> Tarefa proposta 1: Segundo o texto sobre a criação do CNPq, em que mês e ano o CNPq foi criado?
> Tarefa proposta 2: Escreva a continuação do texto sobre a criação do CNPq, começando logo depois da última frase.

> Texto fornecido:
──────────

O que, com efeito, vale dizer é que a criação do CBPF e, até mesmo, logo posteriormente, do CNPq, representou a primeira ação organizada e a primeira evidência de sua constituição, da comunidade científica nacional, entendendo-se como tal a defesa de interesses comuns da ciência no Brasil.
A década de 1950 caracterizou-se pela efervescência do debate em torno de concepções distintas de desenvolvimento: o liberalismo clássico, que apregoava o laissez-faire e a importância do capital estrangeiro como fator dinamizador do crescimento econômico; o nacional desenvolvimentismo, baseado no ideário da Comissão Econômica para a América Latina (Cepal) preconizando uma concepção autônoma de desenvolvimento com base no processo de substituição de importações através da absorção de tecnologias; e o desenvolvimentismo nacionalista, caracterizado pela presença forte e efetiva do Estado na economia e investimentos em infra-estrutura industrial e bens de produção.
O segundo governo Vargas (1951-54) seguiria essa terceira perspectiva, marcadamente nacionalista e de grande apelo popular, caracterizada pela criação de empresas estatais voltadas para a geração de insumos industriais e fontes de energia, como Petrobras, Eletrobras, Companhia Siderúrgica Nacional, além de uma agência de fomento para financiar essa empreitada, o Banco Nacional de Desenvolvimento Econômico (BNDE).
Embora ocorrida no final do governo Dutra, mais identificado com o liberalismo econômico, a criação do CNPq em janeiro de 1951, às vésperas da posse de Getúlio Vargas, afinou-se melhor com a perspectiva nacional-desenvolvimentista desse último. Sua alocação em linha direta com a Presidência da República, sem qualquer interveniência ministerial assim como a composição do Conselho Deliberativo do órgão, integrado por cientistas, militares e membros da burocracia governamental, já no governo Vargas, reflete a grande aliança em prol de um desenvolvimento nacional com maior margem de autonomia tecnológica.

──────────

> Dados fornecidos:
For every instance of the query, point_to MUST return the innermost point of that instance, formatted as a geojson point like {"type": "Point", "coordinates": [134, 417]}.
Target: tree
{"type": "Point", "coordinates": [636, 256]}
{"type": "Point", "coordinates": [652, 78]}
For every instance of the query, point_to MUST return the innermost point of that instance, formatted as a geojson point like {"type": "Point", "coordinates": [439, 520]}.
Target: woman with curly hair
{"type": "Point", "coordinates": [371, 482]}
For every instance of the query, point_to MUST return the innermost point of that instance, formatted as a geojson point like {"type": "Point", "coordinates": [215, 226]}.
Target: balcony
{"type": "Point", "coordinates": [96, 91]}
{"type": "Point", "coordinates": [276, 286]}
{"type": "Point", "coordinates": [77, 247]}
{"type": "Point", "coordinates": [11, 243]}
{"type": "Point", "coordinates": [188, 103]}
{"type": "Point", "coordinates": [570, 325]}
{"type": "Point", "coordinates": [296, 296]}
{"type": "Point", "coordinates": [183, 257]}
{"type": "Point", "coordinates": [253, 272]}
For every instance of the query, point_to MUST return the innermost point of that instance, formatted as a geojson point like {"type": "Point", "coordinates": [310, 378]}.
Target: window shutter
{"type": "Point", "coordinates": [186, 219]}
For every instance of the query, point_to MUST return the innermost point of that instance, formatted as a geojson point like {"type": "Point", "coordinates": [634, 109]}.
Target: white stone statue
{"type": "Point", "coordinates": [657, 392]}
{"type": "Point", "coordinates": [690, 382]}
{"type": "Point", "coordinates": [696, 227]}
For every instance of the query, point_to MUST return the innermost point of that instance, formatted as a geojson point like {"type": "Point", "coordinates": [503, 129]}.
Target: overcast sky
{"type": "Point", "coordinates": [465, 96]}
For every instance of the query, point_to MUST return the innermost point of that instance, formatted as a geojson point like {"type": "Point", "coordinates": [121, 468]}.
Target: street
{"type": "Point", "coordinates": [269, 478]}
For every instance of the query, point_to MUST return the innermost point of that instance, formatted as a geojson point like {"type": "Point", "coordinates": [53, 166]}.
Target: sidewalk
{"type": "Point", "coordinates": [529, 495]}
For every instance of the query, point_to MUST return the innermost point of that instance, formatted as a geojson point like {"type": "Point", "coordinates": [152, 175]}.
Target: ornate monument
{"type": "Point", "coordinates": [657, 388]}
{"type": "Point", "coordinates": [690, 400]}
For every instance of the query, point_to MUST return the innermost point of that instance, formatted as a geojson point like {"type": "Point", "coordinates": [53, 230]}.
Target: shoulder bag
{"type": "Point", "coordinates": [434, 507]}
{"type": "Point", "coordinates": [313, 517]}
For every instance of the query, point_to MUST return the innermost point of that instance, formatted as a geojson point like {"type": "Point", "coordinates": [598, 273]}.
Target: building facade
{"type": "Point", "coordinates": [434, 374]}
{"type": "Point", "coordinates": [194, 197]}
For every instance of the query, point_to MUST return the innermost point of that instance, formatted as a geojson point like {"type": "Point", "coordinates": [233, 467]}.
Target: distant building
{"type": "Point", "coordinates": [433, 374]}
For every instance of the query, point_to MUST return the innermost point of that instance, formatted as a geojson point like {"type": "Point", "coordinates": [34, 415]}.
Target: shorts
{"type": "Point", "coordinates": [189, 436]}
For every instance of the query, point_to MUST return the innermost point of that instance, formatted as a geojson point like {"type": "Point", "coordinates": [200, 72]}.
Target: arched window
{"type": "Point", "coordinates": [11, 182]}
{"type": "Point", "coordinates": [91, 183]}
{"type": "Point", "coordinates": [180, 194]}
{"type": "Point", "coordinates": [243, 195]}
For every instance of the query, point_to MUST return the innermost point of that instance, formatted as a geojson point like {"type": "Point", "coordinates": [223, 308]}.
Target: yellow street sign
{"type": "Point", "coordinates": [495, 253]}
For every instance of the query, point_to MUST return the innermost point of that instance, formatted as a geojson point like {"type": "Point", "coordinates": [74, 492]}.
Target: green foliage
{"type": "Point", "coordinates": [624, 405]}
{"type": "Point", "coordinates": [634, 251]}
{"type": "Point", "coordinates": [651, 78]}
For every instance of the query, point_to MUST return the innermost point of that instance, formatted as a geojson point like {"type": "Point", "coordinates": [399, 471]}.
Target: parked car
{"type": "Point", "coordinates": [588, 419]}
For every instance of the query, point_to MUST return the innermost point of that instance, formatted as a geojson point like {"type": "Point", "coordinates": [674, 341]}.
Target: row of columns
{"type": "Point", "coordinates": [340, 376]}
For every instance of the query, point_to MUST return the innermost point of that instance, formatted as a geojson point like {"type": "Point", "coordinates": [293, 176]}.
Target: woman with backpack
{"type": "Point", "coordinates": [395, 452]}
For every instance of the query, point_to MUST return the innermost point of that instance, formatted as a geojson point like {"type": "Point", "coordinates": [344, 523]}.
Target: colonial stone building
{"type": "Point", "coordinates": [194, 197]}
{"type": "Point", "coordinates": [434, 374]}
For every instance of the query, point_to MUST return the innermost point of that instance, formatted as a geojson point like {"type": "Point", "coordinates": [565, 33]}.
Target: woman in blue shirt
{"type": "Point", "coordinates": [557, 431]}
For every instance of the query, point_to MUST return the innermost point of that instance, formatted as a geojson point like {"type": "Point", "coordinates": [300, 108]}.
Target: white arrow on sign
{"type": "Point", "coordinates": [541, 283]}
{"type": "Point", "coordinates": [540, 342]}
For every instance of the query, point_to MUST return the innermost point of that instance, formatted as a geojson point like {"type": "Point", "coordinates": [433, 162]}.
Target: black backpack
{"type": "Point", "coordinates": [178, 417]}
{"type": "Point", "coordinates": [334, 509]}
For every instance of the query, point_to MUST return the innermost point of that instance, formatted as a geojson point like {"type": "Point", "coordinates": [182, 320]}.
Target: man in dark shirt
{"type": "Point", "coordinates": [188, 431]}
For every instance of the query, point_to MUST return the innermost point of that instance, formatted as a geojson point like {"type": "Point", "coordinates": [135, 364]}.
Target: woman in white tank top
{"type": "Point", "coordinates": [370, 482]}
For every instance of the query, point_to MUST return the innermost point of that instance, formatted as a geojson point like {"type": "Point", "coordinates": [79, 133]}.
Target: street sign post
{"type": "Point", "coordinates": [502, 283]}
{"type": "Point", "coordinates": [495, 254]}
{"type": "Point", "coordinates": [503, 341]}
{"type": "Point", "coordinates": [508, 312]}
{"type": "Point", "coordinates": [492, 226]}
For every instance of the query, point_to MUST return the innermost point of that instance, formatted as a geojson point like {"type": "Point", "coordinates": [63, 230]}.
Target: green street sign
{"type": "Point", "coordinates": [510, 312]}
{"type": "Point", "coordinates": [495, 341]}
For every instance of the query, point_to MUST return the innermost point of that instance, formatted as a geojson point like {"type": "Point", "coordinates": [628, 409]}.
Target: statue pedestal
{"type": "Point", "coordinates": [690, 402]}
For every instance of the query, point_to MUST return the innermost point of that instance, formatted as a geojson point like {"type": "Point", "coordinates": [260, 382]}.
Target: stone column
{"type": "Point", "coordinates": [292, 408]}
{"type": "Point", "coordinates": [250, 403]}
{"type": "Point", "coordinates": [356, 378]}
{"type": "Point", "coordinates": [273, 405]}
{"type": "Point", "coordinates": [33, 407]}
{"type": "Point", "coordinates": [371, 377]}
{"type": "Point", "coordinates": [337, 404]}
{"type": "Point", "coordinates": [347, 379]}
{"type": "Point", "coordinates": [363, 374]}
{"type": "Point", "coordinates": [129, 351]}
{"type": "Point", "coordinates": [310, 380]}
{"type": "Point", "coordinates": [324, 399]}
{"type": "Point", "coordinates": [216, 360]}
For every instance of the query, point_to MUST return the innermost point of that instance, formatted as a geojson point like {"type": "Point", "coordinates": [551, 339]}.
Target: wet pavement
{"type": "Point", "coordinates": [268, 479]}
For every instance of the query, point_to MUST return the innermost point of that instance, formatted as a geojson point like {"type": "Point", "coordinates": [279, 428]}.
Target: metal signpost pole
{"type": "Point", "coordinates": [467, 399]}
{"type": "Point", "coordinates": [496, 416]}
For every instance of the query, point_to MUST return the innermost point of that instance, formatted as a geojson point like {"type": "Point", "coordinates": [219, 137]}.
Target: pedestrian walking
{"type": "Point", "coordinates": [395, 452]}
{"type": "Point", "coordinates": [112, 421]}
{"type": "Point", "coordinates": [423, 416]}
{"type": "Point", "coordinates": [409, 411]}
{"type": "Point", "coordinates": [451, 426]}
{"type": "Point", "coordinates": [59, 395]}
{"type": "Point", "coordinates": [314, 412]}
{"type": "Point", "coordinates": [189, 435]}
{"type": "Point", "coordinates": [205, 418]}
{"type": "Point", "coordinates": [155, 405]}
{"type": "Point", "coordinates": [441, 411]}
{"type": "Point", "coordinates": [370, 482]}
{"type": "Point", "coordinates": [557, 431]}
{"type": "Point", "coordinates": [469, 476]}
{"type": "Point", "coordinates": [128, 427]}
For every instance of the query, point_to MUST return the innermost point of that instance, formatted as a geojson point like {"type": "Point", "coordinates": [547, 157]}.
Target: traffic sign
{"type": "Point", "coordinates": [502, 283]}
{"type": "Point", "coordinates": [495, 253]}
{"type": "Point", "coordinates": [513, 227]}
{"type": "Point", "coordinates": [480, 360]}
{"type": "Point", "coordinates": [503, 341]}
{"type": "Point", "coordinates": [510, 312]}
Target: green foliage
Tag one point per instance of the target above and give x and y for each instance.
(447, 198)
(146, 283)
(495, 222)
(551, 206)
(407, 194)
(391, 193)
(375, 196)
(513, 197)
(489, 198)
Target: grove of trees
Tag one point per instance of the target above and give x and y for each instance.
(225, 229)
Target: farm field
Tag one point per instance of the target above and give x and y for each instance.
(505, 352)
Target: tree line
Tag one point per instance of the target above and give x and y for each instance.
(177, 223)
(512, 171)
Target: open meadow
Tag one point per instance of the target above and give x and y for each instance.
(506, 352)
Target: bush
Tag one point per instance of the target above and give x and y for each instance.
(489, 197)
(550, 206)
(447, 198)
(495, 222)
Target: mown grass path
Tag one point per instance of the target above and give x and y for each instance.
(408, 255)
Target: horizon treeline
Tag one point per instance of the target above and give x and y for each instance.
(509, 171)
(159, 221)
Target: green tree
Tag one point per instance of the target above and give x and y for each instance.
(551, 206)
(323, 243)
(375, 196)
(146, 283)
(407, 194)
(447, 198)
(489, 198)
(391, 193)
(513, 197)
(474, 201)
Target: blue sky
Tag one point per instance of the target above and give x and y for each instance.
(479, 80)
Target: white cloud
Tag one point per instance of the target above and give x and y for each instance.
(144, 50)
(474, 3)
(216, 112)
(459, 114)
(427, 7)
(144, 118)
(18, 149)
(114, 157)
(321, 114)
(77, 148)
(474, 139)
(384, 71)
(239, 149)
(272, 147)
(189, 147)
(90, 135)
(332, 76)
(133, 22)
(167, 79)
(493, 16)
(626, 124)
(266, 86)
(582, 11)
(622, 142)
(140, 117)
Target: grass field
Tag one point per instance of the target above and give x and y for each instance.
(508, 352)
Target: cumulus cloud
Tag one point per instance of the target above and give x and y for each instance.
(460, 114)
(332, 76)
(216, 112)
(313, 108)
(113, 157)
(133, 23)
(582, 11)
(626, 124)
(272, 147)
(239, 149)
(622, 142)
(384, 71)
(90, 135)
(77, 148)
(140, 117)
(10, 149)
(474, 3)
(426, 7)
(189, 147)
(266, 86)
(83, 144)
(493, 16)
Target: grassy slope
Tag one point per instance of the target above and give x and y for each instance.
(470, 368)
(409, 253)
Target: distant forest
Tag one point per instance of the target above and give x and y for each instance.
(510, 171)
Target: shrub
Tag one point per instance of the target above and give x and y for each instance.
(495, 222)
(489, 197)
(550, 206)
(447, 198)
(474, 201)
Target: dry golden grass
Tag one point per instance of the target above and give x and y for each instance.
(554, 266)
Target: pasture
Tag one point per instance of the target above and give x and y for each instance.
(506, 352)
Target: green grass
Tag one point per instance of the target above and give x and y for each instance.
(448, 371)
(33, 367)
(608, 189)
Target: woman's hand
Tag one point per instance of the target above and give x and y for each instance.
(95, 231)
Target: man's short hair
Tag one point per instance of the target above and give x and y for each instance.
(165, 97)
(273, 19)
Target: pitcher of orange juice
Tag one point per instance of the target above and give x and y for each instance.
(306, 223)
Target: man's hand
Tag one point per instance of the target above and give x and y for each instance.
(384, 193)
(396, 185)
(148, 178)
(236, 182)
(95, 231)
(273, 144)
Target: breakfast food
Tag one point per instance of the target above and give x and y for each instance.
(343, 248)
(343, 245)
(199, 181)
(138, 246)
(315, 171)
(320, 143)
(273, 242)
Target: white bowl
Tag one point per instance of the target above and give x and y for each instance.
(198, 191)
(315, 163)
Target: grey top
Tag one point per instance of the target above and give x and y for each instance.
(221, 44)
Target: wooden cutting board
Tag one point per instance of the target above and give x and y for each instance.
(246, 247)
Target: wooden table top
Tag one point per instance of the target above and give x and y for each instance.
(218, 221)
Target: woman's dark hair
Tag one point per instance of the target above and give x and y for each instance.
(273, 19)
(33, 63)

──────────

> Resposta do exercício 1: Em janeiro de 1951.

> Resposta do exercício 2:
Ana Maria Andrade demonstra no capítulo referente à criação do CNPq, que se pode considerar, apesar de curto, um dos melhores textos já produzidos sobre a história do órgão, não obstante os muitos já existentes, como se costurou essa aliança. Inicialmente ainda sob o signo da importância da pesquisa nuclear derivada da guerra, e de se deter esse arsenal tecnológico para se fazer valer no concerto das nações, também é concebido como passível de desempenhar o papel de uma agência de energia atômica, nos moldes da americana. De certa forma, isso desperta um “orgulho nacional”, facilitando enormemente sua aceitação nos meios políticos de todos os matizes. Mesmo tendo sua criação motivada pela questão do domínio da tecnologia nuclear, o conselho acaba por amalgamar os diversos segmentos da comunidade científica nacional, tornando-se, apesar de seu caráter governamental, o locus privilegiado de um pacto pelo desenvolvimento nacional, criando os rudimentos de uma política científica nacional.
Nesse capítulo também, a autora descreve mais detidamente a figura e o papel do almirante Álvaro Alberto, elo de ligação e união entre a diversa composição do Conselho Deliberativo do CNPq, por sua condição de militar de alta patente, estreitamente vinculado aos interesses da comunidade científica. Porém, apesar dos objetivos comuns que selaram essa ampla aliança, não deixa de desvelar as dificuldades iniciais de seu funcionamento, a ausência de critérios e parâmetros para a concessão de auxílios e bolsas, o peso dos interesses pessoais na obtenção de bolsas, o poder do lobby dos médicos, por sua tradição para conseguir financiamentos para cursos de aperfeiçoamento que, necessariamente, não guardavam relação com a proposta política do órgão.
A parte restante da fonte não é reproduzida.